Exercise: Lines from the one containing "In this picture, where can the rectangular" through the last line of the data are to be repeated word for word, both ends included.
*** Opening of Supplied records ***
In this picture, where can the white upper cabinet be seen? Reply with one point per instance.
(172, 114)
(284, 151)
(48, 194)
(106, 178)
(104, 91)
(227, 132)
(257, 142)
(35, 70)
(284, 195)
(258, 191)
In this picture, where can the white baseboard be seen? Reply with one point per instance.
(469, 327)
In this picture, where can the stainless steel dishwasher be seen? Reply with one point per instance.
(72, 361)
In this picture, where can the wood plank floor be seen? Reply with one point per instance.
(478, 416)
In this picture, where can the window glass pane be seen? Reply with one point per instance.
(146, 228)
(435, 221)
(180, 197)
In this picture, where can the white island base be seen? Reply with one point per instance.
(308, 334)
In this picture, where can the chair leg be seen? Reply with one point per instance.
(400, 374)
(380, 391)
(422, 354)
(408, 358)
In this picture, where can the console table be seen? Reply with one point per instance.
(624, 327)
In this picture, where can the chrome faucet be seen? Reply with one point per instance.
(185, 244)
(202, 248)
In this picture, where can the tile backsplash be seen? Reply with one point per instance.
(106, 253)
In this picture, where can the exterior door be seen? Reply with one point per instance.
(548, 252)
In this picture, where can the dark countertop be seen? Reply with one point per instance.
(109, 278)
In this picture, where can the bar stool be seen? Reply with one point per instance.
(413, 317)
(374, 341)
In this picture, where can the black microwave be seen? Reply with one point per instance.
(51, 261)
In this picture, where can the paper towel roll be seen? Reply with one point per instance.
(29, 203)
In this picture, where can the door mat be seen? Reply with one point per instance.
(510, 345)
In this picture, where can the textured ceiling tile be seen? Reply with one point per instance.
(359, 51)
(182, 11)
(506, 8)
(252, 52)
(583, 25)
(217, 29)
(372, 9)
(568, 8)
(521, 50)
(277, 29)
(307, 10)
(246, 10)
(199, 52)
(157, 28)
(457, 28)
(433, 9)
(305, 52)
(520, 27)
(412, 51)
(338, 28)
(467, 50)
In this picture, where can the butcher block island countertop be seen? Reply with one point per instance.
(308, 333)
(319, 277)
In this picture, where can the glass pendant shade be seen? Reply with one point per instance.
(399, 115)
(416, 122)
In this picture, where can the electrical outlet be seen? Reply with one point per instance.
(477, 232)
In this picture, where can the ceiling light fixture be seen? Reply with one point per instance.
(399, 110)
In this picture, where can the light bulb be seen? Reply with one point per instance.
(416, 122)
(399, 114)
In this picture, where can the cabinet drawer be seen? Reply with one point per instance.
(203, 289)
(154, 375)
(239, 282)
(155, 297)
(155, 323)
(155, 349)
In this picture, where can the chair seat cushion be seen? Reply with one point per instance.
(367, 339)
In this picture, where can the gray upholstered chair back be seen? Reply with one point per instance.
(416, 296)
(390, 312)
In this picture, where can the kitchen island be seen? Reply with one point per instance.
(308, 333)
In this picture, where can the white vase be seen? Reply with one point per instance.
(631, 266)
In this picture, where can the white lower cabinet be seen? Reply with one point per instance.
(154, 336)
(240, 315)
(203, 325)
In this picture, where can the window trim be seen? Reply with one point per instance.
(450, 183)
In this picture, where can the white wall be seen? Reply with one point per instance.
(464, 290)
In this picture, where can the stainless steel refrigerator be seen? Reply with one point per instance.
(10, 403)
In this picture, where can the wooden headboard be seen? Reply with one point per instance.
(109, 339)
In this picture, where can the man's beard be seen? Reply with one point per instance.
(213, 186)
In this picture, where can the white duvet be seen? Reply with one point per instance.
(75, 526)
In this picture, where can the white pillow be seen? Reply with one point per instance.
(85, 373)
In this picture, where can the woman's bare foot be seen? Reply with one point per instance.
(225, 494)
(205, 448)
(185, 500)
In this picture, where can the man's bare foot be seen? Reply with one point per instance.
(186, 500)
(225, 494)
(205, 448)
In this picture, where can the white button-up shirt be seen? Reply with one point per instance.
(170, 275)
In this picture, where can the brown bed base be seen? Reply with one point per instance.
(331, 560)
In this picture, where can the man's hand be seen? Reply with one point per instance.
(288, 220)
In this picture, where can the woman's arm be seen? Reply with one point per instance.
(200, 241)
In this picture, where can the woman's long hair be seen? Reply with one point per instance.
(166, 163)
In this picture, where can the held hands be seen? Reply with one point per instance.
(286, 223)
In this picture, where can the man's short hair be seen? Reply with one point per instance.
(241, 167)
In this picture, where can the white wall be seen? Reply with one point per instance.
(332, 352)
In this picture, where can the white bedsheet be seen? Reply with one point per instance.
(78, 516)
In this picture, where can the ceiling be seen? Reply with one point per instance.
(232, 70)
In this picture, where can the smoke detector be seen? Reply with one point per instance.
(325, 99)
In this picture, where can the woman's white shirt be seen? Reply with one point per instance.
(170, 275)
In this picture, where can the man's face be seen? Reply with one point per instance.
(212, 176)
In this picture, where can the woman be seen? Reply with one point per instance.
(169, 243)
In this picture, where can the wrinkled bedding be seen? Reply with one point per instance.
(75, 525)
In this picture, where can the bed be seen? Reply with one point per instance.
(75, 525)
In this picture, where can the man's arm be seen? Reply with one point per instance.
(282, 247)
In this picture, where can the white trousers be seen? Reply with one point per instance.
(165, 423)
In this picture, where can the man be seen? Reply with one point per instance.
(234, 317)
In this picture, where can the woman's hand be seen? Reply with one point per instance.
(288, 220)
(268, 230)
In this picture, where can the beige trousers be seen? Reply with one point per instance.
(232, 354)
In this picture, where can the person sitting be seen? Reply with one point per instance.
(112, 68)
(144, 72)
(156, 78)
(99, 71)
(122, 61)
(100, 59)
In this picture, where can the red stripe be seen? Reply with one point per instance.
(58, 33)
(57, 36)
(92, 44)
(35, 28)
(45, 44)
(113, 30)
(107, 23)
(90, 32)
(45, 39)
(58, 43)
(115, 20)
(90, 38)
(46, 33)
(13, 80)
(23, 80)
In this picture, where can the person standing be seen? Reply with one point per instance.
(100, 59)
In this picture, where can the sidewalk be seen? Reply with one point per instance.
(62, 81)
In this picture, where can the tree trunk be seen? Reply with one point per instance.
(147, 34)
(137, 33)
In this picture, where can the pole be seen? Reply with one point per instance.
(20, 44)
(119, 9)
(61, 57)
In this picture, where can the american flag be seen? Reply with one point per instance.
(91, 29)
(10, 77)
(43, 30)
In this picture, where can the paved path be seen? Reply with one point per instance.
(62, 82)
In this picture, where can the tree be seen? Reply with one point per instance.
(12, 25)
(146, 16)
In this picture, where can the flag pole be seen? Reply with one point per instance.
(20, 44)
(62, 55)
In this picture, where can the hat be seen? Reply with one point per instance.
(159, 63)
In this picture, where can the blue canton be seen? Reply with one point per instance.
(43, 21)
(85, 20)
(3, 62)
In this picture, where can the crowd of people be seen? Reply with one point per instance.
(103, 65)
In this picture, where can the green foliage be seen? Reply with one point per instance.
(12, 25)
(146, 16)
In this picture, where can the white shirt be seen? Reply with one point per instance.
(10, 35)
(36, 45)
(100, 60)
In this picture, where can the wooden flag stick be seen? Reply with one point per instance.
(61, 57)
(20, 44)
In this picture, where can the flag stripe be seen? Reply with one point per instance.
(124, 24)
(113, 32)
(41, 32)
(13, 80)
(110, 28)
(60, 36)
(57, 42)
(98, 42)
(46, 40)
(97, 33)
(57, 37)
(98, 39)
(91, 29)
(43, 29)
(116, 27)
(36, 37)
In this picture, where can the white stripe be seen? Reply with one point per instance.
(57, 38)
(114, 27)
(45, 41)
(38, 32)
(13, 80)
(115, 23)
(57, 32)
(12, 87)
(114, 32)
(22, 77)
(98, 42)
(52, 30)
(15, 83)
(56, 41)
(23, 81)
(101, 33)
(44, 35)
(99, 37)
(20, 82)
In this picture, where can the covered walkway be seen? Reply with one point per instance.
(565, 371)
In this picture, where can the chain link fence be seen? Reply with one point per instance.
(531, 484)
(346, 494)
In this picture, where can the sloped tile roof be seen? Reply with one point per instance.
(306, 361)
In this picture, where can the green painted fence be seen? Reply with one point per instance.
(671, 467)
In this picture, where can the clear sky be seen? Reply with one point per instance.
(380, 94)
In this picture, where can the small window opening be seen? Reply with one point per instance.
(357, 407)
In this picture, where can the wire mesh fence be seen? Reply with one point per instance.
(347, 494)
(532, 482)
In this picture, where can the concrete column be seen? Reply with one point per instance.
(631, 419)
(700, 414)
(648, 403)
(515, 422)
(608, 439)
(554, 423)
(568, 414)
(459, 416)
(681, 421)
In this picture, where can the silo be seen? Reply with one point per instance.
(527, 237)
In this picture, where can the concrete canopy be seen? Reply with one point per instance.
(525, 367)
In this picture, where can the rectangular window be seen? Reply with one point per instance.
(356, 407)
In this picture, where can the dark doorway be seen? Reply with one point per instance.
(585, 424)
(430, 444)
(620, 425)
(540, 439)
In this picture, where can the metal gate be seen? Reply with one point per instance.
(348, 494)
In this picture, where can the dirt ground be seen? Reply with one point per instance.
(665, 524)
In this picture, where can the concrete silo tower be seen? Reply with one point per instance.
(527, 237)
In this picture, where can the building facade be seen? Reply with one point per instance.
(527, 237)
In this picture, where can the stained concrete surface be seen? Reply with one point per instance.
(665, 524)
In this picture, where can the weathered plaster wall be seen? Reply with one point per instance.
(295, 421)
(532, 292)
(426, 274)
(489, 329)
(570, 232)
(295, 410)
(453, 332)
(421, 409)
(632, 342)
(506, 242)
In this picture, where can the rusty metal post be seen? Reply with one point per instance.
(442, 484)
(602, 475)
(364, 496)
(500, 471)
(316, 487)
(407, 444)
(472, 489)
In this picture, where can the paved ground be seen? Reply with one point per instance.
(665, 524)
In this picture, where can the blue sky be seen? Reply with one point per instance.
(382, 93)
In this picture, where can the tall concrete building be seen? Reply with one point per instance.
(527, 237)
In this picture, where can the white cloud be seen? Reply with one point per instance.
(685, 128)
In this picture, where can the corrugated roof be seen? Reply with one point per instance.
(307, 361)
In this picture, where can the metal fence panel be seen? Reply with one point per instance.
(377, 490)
*** Close of Supplied records ***
Task response:
In this picture, where can the rectangular window be seen? Reply with one point per instance.
(356, 407)
In this picture, where can the dark doorway be seen? Reply with one point per instance.
(585, 424)
(430, 444)
(620, 425)
(540, 439)
In this picture, where can the metal gate be seen? Reply with one point per instance.
(348, 494)
In this picture, where can the dirt ground be seen? Reply with one point per instance.
(665, 524)
In this picture, where can the concrete silo tower be seen? Reply with one point per instance.
(527, 237)
In this picture, where can the building facade be seen? Reply with one point per instance.
(527, 237)
In this picture, where can the stained concrete surface be seen? Reply with one point per instance.
(665, 524)
In this picture, where can the weathered plaster wall be seen? Reply with one point per instance.
(295, 421)
(532, 292)
(426, 274)
(489, 329)
(570, 232)
(295, 410)
(453, 332)
(421, 409)
(632, 342)
(506, 242)
In this picture, where can the rusty metal post be seen? Reply with one point per instance.
(442, 484)
(602, 475)
(364, 496)
(500, 471)
(316, 487)
(407, 444)
(472, 489)
In this picture, where can the paved ground be seen? Reply with one point per instance.
(665, 524)
In this picture, where can the blue sky be seen? Reply with one point per instance.
(382, 93)
In this picture, where can the tall concrete building be seen? Reply with one point per instance.
(527, 237)
In this picture, where can the white cloud be seen? Reply with one point per instance.
(685, 128)
In this picture, where can the corrugated roof be seen? Reply with one point per instance.
(307, 361)
In this picture, where can the metal fence panel be seen? Reply with one point per instance.
(377, 490)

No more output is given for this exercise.